== Linhas de dados ==
______

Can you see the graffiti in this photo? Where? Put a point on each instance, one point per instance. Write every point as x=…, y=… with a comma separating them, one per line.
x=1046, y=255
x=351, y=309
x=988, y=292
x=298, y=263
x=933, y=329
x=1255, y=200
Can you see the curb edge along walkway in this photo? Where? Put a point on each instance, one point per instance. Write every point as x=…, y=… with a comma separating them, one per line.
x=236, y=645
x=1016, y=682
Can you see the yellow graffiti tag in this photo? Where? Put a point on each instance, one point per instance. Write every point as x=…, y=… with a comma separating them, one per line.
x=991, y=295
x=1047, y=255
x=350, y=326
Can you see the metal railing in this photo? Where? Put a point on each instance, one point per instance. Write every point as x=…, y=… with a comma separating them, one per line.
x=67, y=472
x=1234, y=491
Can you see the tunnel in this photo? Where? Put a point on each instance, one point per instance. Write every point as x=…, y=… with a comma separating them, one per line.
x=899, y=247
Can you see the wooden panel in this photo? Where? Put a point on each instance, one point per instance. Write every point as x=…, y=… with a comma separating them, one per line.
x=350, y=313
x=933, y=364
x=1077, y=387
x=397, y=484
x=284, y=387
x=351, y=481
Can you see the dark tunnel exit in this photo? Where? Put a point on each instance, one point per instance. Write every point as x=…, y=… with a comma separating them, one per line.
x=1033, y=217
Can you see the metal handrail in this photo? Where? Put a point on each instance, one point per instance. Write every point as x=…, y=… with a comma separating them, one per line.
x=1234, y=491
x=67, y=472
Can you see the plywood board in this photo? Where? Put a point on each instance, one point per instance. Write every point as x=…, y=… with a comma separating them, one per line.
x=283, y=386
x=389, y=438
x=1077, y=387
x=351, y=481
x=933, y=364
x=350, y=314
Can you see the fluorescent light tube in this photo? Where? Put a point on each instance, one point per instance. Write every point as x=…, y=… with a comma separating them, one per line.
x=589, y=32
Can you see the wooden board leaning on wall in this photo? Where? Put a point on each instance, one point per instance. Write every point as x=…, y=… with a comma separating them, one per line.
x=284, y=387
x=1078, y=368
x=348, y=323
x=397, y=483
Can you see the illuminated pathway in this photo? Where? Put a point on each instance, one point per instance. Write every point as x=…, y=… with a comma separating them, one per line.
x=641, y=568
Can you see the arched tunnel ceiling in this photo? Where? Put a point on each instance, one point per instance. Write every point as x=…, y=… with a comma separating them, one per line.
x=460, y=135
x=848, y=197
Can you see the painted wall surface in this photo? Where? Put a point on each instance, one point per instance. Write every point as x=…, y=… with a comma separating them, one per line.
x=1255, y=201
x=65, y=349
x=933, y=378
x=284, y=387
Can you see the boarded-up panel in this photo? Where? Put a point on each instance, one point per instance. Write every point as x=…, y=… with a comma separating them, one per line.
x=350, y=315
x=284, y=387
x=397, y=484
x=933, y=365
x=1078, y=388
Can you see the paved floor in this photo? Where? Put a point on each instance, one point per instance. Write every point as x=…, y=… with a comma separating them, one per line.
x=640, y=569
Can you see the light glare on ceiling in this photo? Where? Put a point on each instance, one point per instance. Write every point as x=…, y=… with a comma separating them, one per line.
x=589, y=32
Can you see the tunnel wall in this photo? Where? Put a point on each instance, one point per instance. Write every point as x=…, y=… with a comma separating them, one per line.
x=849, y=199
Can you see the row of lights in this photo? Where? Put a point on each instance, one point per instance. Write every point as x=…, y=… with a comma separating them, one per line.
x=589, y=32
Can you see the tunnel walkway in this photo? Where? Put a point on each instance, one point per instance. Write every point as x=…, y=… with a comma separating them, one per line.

______

== Objetivo ==
Extraia, por favor, estas linhas sem nenhuma alteração: comece na linha que contém "Can you see the wooden board" e pare depois da linha que contém "x=397, y=483".

== Resposta resolvida ==
Can you see the wooden board leaning on wall in this photo? Where? Put a point on each instance, one point per instance. Write every point as x=…, y=… with a comma separating them, one per line.
x=284, y=387
x=1078, y=368
x=348, y=323
x=397, y=483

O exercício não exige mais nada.